-- START Dataset records --
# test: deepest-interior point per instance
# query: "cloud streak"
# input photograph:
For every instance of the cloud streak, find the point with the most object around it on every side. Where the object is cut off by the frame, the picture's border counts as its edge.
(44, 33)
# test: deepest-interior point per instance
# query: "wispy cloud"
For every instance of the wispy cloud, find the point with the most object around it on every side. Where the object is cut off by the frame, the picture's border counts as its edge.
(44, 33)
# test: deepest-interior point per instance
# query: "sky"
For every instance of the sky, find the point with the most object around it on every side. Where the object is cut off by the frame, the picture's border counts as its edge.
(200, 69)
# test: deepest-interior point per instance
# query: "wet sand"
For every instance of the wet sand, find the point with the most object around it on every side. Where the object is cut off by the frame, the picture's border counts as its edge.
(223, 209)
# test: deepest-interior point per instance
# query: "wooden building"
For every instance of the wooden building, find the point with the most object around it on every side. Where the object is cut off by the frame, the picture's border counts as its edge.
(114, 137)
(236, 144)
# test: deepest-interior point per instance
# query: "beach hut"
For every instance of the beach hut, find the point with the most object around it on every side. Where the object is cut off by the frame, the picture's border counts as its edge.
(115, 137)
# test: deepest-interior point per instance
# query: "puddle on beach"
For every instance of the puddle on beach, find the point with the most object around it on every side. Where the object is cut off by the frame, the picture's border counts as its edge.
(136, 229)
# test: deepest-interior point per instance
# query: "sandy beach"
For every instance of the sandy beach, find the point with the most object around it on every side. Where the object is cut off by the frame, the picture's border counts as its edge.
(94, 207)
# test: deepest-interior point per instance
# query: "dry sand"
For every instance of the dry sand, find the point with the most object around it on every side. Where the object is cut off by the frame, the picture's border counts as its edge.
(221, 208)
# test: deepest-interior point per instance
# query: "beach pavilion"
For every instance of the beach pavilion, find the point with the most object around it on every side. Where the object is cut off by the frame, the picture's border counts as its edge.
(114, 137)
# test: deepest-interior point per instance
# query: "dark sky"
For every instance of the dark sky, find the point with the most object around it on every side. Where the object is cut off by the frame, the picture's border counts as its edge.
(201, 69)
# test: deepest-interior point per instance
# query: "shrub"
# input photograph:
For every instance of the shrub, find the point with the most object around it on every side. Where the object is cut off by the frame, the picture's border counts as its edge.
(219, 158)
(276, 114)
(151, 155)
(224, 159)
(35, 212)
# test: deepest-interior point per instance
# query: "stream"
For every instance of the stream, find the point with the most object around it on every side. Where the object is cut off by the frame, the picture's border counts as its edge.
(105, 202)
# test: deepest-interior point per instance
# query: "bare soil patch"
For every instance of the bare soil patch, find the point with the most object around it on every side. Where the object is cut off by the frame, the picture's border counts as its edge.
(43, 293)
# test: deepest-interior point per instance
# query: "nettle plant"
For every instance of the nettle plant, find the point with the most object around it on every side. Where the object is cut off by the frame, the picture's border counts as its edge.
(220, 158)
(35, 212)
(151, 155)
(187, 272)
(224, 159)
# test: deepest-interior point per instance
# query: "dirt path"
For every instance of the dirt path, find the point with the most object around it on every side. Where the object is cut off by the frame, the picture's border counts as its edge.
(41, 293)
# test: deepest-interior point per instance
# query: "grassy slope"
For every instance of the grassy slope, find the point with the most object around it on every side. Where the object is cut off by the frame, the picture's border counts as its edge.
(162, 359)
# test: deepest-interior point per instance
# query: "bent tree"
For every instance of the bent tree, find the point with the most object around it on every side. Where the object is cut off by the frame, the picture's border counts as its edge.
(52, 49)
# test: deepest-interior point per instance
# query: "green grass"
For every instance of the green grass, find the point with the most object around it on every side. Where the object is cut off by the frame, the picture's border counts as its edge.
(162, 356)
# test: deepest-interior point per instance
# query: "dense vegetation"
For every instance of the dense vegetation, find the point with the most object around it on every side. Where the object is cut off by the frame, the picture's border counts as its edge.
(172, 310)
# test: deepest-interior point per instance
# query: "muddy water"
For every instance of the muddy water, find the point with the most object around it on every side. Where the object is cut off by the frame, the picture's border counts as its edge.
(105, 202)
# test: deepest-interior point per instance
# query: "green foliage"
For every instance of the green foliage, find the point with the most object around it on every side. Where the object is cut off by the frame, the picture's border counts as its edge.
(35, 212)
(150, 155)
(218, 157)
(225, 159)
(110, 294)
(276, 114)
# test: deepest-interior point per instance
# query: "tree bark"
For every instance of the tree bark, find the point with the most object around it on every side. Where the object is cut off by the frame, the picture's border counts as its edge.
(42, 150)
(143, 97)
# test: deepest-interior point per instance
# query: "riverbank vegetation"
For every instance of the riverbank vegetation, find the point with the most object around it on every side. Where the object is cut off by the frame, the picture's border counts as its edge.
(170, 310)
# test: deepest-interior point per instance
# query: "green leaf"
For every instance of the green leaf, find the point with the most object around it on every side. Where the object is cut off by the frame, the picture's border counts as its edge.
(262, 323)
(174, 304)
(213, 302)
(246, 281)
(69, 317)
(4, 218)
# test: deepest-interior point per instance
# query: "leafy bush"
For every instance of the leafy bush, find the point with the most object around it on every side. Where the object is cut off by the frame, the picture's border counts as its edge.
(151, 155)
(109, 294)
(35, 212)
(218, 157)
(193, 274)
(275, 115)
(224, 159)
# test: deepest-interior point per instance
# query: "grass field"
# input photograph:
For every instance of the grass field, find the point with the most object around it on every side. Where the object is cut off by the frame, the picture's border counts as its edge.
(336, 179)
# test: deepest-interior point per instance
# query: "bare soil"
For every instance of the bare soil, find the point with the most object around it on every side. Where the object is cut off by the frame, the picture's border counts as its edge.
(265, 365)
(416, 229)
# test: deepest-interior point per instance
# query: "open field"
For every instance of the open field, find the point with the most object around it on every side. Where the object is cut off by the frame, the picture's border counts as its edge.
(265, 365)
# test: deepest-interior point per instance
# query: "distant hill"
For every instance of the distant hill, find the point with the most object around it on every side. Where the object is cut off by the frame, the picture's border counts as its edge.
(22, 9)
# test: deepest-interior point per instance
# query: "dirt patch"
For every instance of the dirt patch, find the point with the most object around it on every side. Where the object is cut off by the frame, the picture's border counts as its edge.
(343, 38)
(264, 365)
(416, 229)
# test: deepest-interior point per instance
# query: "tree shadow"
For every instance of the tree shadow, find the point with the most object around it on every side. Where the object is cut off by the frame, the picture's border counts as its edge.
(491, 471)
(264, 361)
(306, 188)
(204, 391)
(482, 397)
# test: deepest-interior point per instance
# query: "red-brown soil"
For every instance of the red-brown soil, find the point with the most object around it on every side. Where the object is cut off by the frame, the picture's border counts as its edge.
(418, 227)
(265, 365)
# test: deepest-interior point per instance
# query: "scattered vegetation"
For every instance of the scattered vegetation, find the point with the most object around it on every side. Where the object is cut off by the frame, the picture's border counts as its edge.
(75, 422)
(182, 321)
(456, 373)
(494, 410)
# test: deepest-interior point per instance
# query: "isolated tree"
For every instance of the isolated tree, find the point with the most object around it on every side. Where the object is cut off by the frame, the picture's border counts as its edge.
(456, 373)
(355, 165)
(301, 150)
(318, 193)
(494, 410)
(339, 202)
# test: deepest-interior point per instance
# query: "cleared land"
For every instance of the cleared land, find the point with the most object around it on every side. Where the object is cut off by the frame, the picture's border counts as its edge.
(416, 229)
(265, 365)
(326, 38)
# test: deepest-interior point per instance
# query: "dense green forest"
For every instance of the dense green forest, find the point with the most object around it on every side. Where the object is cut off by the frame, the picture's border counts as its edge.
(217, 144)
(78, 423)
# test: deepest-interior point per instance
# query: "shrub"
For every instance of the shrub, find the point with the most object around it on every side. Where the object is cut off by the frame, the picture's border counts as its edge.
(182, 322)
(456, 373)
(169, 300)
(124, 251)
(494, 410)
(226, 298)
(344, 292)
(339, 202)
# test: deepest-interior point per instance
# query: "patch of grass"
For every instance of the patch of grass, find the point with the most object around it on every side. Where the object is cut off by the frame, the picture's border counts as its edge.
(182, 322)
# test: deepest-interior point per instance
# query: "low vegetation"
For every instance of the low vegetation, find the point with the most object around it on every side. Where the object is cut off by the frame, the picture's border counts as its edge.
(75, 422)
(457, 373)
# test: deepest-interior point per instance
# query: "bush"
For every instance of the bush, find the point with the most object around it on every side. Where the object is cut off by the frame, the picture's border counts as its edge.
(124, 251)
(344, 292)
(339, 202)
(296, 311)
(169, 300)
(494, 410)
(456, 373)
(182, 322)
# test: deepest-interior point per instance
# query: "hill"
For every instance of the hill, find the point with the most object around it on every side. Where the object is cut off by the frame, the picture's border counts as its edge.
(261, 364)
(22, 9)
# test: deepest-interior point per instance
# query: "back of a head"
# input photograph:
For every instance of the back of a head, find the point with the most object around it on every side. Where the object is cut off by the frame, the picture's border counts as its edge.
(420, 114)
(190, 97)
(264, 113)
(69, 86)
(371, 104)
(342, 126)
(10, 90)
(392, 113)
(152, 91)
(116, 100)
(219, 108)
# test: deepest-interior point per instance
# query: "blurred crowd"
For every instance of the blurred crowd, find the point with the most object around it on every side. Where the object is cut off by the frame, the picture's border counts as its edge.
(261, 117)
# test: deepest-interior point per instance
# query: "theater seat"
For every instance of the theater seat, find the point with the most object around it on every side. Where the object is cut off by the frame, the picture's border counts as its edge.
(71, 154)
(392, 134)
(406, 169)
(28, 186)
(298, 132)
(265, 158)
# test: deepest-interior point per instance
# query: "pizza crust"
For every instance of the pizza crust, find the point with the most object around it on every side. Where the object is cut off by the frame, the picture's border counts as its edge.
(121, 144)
-- END Dataset records --
Directive
Which lines of the listing above contain the word "open"? Show each such line in full.

Response
# query: "open field"
For every instance of the open field, find the point with the most object around it on every side. Where the object is cut off by the frame, the picture's border counts as its edge.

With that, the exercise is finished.